Stored dataset rows:
——
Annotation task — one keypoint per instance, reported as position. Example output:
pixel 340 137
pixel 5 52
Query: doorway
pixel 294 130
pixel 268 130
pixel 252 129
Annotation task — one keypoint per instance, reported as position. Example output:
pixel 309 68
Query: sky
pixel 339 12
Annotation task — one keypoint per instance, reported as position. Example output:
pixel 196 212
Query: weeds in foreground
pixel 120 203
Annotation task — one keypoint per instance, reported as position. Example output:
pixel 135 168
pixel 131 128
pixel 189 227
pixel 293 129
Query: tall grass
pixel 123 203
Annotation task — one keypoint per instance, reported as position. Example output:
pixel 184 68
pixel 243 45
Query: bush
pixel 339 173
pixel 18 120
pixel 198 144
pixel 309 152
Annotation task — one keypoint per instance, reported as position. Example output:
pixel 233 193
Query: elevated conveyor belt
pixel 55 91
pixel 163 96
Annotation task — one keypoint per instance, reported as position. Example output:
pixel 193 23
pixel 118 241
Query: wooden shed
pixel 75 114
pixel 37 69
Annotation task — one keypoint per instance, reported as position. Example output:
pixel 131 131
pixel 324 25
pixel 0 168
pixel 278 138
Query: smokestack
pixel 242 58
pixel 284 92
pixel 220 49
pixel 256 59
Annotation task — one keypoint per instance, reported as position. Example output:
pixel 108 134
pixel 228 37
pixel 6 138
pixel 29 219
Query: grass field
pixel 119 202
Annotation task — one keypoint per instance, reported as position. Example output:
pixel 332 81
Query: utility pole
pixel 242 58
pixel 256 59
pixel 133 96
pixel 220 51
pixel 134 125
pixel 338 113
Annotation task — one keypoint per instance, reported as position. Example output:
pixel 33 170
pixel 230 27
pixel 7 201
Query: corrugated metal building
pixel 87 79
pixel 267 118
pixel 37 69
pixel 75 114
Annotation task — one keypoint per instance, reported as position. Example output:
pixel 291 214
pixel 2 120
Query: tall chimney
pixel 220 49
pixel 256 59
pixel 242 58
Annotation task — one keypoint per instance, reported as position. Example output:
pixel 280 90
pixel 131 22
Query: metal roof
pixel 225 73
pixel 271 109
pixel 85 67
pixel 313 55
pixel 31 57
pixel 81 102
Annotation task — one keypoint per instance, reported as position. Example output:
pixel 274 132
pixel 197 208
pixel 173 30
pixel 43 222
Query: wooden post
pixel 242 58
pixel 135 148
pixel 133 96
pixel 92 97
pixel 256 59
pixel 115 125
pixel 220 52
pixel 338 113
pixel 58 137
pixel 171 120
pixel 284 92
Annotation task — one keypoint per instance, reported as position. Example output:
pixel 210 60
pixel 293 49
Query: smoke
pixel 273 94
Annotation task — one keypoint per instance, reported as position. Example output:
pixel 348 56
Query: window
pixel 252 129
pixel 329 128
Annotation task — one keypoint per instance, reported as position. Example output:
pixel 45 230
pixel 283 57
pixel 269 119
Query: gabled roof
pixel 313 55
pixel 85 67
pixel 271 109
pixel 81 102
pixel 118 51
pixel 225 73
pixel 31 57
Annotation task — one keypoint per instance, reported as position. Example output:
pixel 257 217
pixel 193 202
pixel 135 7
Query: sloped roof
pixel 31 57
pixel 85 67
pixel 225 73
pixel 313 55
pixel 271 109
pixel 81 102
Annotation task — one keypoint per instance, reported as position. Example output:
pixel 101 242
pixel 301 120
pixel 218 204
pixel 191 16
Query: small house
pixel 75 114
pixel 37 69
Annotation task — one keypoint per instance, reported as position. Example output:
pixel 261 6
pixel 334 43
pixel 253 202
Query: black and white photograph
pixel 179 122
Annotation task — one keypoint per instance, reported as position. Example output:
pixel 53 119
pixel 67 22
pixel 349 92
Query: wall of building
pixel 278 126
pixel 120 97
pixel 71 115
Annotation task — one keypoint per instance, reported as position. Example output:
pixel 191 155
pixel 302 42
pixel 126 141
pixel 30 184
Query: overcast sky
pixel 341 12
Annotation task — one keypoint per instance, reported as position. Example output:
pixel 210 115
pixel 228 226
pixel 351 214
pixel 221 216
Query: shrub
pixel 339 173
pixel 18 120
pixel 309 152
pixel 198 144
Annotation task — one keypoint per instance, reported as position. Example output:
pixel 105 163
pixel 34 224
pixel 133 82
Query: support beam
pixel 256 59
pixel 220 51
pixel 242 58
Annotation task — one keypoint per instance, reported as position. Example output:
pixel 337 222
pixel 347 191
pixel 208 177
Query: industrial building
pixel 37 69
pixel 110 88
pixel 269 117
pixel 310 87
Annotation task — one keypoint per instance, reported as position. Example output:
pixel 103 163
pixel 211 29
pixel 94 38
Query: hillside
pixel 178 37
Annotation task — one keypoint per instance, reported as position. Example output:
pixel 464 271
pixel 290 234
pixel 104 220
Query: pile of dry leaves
——
* **GIVEN TASK**
Print the lines of the rows above word for word, starting at the first line and ending at the line containing "pixel 339 12".

* **SOLUTION TO THE EXERCISE**
Annotation task — one keypoint per instance, reported as position. Example output:
pixel 340 137
pixel 5 52
Query: doorway
pixel 294 130
pixel 268 130
pixel 252 129
Annotation task — one keypoint per instance, reported as position. Example output:
pixel 309 68
Query: sky
pixel 339 12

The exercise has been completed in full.